== Exercise requirements ==
Using the data below, print exactly the line with "pixel 178 151", the line with "pixel 426 298", and every line between them, but none of the pictures.
__________________________________________________
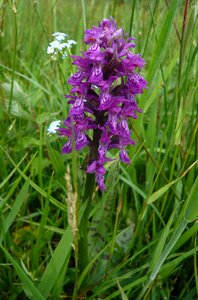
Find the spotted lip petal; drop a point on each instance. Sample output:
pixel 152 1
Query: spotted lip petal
pixel 102 97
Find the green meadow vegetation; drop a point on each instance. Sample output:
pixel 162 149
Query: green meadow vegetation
pixel 142 231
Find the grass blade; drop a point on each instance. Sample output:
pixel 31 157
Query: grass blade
pixel 57 264
pixel 28 286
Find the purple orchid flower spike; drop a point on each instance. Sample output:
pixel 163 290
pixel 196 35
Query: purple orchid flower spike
pixel 102 97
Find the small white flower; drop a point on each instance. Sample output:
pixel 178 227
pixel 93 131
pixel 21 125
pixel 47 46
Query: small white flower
pixel 59 34
pixel 70 42
pixel 64 55
pixel 54 126
pixel 50 50
pixel 58 45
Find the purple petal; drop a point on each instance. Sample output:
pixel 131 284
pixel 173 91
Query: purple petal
pixel 92 167
pixel 81 141
pixel 96 75
pixel 100 182
pixel 67 148
pixel 77 107
pixel 124 156
pixel 112 123
pixel 105 101
pixel 76 78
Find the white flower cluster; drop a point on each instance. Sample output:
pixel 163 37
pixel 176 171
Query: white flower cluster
pixel 53 127
pixel 58 45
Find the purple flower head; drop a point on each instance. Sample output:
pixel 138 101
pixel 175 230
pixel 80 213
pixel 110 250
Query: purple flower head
pixel 102 97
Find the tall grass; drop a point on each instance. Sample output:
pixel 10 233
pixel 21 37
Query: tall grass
pixel 143 229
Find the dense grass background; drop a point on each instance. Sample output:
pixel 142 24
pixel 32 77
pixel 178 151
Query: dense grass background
pixel 143 229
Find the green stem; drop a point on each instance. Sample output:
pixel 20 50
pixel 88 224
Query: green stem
pixel 83 244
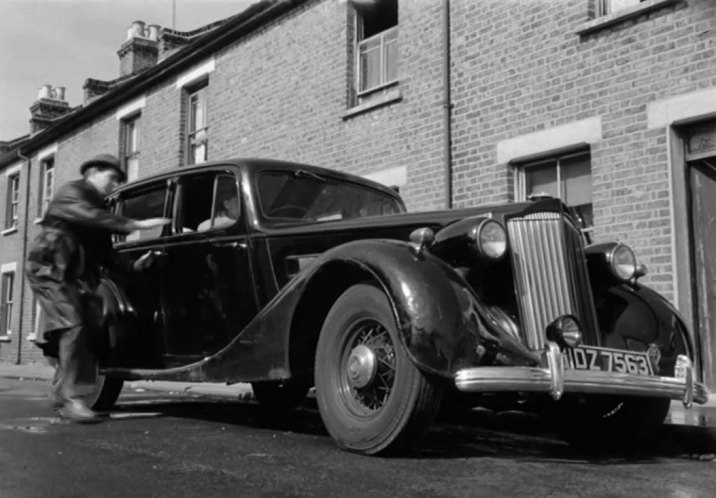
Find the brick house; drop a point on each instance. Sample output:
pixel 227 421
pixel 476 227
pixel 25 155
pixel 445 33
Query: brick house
pixel 610 104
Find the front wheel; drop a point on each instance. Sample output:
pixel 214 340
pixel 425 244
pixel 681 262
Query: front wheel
pixel 608 423
pixel 371 396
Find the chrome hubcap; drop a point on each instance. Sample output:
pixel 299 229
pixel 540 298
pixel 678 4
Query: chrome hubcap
pixel 362 366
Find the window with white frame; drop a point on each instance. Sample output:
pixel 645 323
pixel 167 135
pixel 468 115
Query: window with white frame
pixel 6 298
pixel 568 177
pixel 197 136
pixel 47 185
pixel 606 7
pixel 130 146
pixel 36 315
pixel 376 48
pixel 12 204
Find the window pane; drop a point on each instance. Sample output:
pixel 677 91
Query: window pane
pixel 391 57
pixel 576 181
pixel 610 6
pixel 370 63
pixel 542 179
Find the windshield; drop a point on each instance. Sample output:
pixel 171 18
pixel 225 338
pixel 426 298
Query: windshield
pixel 303 196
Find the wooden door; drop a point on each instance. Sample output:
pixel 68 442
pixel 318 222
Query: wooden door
pixel 702 184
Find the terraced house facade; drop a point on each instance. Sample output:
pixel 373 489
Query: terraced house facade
pixel 609 104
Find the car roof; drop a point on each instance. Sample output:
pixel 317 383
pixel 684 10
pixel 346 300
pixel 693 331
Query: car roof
pixel 256 165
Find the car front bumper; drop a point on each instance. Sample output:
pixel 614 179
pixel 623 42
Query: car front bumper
pixel 556 380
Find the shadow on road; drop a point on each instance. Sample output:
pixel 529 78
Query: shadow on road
pixel 475 434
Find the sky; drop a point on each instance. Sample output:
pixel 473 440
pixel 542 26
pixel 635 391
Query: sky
pixel 64 42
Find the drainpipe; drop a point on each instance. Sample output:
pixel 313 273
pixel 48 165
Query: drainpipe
pixel 24 254
pixel 447 106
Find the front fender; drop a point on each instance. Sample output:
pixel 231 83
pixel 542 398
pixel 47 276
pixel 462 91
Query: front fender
pixel 441 320
pixel 637 317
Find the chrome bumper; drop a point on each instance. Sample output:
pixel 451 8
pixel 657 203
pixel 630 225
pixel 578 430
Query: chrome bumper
pixel 556 380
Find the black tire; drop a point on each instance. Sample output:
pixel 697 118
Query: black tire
pixel 388 403
pixel 281 395
pixel 105 393
pixel 608 423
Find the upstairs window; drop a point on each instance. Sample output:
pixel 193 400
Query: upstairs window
pixel 130 146
pixel 376 44
pixel 197 139
pixel 606 7
pixel 6 299
pixel 47 184
pixel 568 177
pixel 12 202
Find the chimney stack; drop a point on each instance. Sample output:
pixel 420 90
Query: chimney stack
pixel 50 105
pixel 141 49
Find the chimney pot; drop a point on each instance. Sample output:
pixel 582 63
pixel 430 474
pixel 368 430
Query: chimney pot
pixel 45 92
pixel 152 32
pixel 137 30
pixel 58 92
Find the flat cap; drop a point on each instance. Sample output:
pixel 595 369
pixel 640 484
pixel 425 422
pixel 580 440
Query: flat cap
pixel 104 161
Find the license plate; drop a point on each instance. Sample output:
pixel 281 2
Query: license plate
pixel 609 360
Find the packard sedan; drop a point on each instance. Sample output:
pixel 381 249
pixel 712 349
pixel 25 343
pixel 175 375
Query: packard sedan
pixel 291 276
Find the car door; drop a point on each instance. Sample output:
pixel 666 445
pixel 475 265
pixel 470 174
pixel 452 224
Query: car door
pixel 208 291
pixel 143 289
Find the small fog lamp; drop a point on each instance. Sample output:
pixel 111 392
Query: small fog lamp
pixel 565 331
pixel 623 262
pixel 490 239
pixel 422 238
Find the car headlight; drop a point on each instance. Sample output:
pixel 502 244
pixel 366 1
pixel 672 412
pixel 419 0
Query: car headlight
pixel 622 262
pixel 489 239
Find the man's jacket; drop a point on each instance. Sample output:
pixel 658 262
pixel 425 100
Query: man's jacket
pixel 65 261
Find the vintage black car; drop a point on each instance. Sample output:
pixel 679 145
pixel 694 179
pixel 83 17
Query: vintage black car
pixel 290 276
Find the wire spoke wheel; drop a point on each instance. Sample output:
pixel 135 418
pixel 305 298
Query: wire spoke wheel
pixel 371 396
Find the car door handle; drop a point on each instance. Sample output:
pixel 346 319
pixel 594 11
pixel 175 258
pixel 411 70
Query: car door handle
pixel 232 245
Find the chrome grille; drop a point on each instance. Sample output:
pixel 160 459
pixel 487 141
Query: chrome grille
pixel 550 275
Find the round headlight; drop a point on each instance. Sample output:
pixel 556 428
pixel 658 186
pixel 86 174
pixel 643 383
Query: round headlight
pixel 623 262
pixel 490 239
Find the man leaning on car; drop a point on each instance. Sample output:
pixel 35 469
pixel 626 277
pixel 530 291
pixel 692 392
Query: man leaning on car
pixel 64 268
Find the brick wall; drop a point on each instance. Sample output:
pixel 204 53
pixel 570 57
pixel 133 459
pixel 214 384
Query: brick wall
pixel 517 67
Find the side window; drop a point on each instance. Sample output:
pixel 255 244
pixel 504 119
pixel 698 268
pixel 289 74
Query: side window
pixel 141 204
pixel 207 201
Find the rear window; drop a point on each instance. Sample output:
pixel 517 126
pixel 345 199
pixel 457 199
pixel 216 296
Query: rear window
pixel 286 196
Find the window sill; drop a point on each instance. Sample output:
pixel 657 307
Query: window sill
pixel 390 96
pixel 622 15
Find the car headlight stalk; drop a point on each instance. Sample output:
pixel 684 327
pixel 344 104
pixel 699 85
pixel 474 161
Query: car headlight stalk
pixel 622 262
pixel 489 240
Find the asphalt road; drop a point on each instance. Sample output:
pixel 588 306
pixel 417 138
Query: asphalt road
pixel 158 444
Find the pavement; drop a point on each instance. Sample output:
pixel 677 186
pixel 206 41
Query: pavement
pixel 698 415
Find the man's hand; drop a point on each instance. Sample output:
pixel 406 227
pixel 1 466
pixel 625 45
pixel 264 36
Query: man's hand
pixel 144 261
pixel 149 223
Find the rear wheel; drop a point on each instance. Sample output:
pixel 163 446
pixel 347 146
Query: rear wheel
pixel 371 396
pixel 609 423
pixel 105 393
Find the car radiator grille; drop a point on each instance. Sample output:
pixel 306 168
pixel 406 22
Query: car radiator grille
pixel 550 276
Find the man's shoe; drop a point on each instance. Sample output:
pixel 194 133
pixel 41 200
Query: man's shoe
pixel 76 410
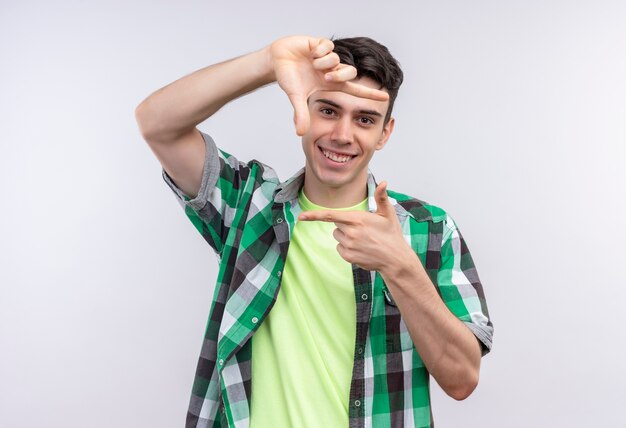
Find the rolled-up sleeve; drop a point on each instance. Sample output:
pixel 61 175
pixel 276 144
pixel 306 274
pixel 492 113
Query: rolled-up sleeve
pixel 212 210
pixel 460 286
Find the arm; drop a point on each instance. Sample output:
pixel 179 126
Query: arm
pixel 448 348
pixel 168 118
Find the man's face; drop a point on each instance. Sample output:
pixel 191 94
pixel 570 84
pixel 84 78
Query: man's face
pixel 344 133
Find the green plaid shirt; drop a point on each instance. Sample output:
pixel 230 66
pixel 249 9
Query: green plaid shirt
pixel 247 215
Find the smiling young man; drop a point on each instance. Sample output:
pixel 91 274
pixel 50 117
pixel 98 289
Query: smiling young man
pixel 336 299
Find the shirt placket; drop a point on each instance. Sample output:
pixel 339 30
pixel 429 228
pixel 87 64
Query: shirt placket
pixel 364 292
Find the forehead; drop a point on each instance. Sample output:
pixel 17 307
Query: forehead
pixel 351 102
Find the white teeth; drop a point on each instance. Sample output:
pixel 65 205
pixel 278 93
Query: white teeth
pixel 335 157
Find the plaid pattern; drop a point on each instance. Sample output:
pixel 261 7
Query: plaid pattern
pixel 247 215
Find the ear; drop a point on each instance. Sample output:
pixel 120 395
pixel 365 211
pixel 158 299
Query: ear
pixel 387 130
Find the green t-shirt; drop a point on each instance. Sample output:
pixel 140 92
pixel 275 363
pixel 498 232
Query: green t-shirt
pixel 302 354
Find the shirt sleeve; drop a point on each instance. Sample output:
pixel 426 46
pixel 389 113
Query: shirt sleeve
pixel 213 209
pixel 460 287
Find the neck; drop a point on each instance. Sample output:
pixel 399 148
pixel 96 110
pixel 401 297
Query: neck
pixel 330 196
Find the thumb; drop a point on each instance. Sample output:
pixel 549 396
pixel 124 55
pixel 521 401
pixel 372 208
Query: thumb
pixel 383 206
pixel 300 113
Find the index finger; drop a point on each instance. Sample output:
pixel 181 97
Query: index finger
pixel 345 217
pixel 363 91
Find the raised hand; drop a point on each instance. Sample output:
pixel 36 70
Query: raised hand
pixel 304 65
pixel 374 241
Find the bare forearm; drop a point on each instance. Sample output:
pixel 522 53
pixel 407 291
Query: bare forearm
pixel 450 351
pixel 177 108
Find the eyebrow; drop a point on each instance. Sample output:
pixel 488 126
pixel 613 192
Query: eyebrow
pixel 337 106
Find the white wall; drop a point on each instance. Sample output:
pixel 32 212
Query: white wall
pixel 512 117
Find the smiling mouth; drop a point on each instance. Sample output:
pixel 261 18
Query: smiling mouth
pixel 336 157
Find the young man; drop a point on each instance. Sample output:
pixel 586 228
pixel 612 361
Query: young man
pixel 336 299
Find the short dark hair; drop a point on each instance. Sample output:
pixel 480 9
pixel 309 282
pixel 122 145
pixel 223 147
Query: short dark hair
pixel 373 60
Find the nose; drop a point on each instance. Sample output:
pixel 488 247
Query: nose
pixel 342 131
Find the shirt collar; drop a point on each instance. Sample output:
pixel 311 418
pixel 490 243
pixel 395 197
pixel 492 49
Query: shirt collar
pixel 288 190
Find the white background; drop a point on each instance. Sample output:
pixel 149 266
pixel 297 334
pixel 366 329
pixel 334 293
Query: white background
pixel 512 117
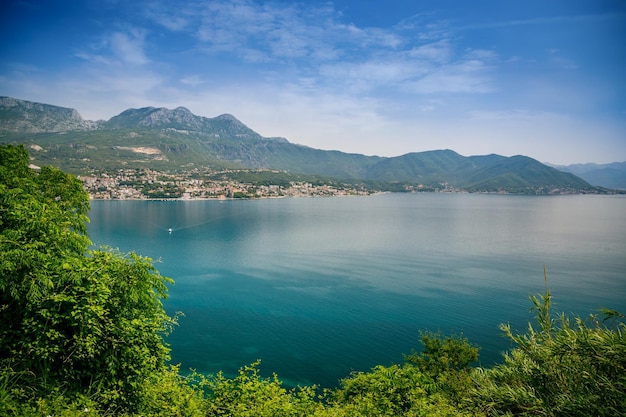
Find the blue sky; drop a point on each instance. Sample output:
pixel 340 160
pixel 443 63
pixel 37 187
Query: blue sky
pixel 542 78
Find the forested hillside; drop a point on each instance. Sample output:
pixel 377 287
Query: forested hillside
pixel 179 141
pixel 83 332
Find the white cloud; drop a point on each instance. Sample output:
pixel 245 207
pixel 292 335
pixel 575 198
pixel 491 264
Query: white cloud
pixel 464 77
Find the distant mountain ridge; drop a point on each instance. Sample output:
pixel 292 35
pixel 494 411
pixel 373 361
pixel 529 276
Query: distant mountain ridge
pixel 164 139
pixel 611 175
pixel 27 116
__________________________________________________
== Answer section ==
pixel 178 151
Query: dense grass background
pixel 143 229
Find the green stem; drop a point on each instance. Sample output:
pixel 20 50
pixel 88 224
Query: green stem
pixel 83 244
Find the brick house; drop a point on each instance. Sample output:
pixel 227 421
pixel 476 227
pixel 25 155
pixel 445 33
Query: brick house
pixel 610 104
Find the front wheel; drop a point on each instance. Sample output:
pixel 214 340
pixel 425 244
pixel 681 262
Query: front wheel
pixel 608 423
pixel 371 396
Find the chrome hubcap; drop a point on each instance. Sample output:
pixel 299 229
pixel 540 298
pixel 678 4
Query: chrome hubcap
pixel 362 366
Find the window with white frame; drop a point on each instance. Sample output:
pixel 645 323
pixel 167 135
pixel 468 115
Query: window with white frame
pixel 6 298
pixel 568 177
pixel 197 136
pixel 47 185
pixel 606 7
pixel 130 146
pixel 36 315
pixel 376 48
pixel 12 204
Find the window pane; drop a point on each instance. Sample output:
pixel 677 91
Query: window pane
pixel 391 57
pixel 576 181
pixel 610 6
pixel 370 63
pixel 542 179
Find the windshield; drop a point on each instance. Sample output:
pixel 171 18
pixel 225 338
pixel 426 298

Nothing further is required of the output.